Start of Passage shown

Recently, more and more plant secondary metabolite transporters have been identified, which greatly promotes the new emerging field of transport engineering for regulating accumulation levels of these valuable compounds (Lv et al. 2016). Application of these specific transporters could regulate metabolic flux to the desired pathway branch that leads to high accumulation of target compounds in the original host plants. Meanwhile, as mentioned previously, synthetic biology intends engineering new biological processes and has shown great potential for these valuable compounds production in microorganisms. However, low yield, which could be caused by feedback inhibition and toxicity of final products, has always been a big problem that needs to be solved prior to real industrial application of synthetic biology for production of valuable plant secondary metabolites (Lv et al. 2016). Therefore, utilization of transport engineering to translocate these compounds in storage compartments or outside cells by specific transports may achieve high yield production.

End of Passage shown

_Task_
Could you pick up the passage on transport engineering for plant secondary metabolites and carry it on from its last sentence?

Start of Extracted information

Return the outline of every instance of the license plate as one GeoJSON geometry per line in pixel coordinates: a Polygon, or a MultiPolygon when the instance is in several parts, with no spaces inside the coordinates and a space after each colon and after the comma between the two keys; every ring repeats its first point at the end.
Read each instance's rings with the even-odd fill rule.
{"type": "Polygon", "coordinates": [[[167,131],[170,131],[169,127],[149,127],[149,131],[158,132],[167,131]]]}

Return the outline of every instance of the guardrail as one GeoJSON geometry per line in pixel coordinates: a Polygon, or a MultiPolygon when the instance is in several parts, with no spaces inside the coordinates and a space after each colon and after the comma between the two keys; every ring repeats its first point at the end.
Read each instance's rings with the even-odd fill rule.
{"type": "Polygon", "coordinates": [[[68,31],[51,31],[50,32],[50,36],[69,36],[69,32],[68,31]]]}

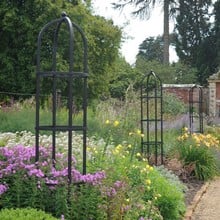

End of Extracted information

_Written reply_
In this work, C. roseus hairy roots were selected for investigating improved target metabolite production under transport engineering strategy. Utilizing previously identified specific catharanthine transporter, CrTPT2 (Yu and De Luca 2013), transformed C. reseus hairy root with overexpressing CrTPT2 was constructed. HPLC results indicate that catharanthine accumulation levels are successfully promoted about fivefold higher than that in WT, pBIGD and pBI121 control hairy roots, while the accumulation levels of other selected three MIAs from different pathway branches do not show obvious variations in all different transformed hairy root lines. Since CrTPT2 has specifically export activity for transferring catharanthine to the leaf surface in C. roseus (Yu and De Luca 2013), overexpression of CrTPT2 in C. roseus hairy roots should accelerate removal of catharanthine from its synthesis site to storage site, which promotes catharanthine production by weakening the effect of feedback inhibition of catharanthine during enzymatic reactions or toxicity of catharanthine to hairy root cells. Previous report indicated that alkaloids could be observed in both hairy roots and medium in C. roseus hairy cultures (Cai et al. 2012), which pointed out that culture medium could be potential destination for alkaloids transport by C. roseus hairy roots. In order to examining whether CrTPT2 transports catharanthine to the culture medium, HPLC was performed for analyzing alkaloids accumulation in C. roseus hairy roots culture medium. Unfortunately, we did not detect any alkaloids accumulated in the medium, which indicated that culture medium is not catharanthine transport destination by CrTPT2 in C. roseus hairy roots. By considering liposoluble and acidic water-soluble feature of catharanthine, vacuole or intercellular space could be the possible storage sites for catharanthine accumulation that needs to be further investigated in future work. Since similar expression levels of pathway genes in all hairy root lines through qRT-PCR analysis have been observed, enforced transporter-mediated catharanthine trafficking could be responsible for high yield of catharanthine in C. roseus hairy roots.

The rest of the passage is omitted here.